[Shape annotation records]
########

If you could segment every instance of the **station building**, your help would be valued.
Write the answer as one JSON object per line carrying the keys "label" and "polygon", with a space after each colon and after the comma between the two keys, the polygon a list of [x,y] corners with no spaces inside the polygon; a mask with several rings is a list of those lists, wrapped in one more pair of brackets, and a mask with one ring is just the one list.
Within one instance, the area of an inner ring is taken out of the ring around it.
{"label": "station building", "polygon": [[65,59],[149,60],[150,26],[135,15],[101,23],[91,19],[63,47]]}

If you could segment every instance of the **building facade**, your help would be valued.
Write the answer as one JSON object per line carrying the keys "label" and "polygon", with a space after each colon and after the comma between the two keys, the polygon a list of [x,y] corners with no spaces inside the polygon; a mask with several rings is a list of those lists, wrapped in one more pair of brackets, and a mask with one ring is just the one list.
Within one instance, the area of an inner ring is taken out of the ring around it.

########

Reproduce the records above, changing each occurrence of "your help would be valued" to "your assistance would be appreciated" and keeping all other text unchanged.

RESPONSE:
If you could segment every instance of the **station building**, your assistance would be appreciated.
Write the answer as one JSON object per line carrying the keys "label" and "polygon", with a space after each colon and after the comma between the two keys, the polygon a list of [x,y] corners with no spaces inside the polygon; a mask with several rings is a list of those lists, wrapped in one more pair of brackets, and a mask with one ring is just the one list.
Within one instance, the area of an inner ring is taken out of the ring around it.
{"label": "station building", "polygon": [[65,59],[149,60],[150,26],[135,15],[101,23],[91,19],[63,47]]}

If you could segment every instance of the **building facade**, your assistance would be appreciated.
Write the answer as one JSON object per line carrying the keys "label" and "polygon", with a space after each colon and after the comma between the two keys, the polygon a list of [x,y] corners with no spaces inside the polygon; a mask with several rings is a list of those lists, wrapped in one more pair of brackets, and a mask with one ring is just the one list.
Within one instance, the area of an inner ring is taken out of the ring around it.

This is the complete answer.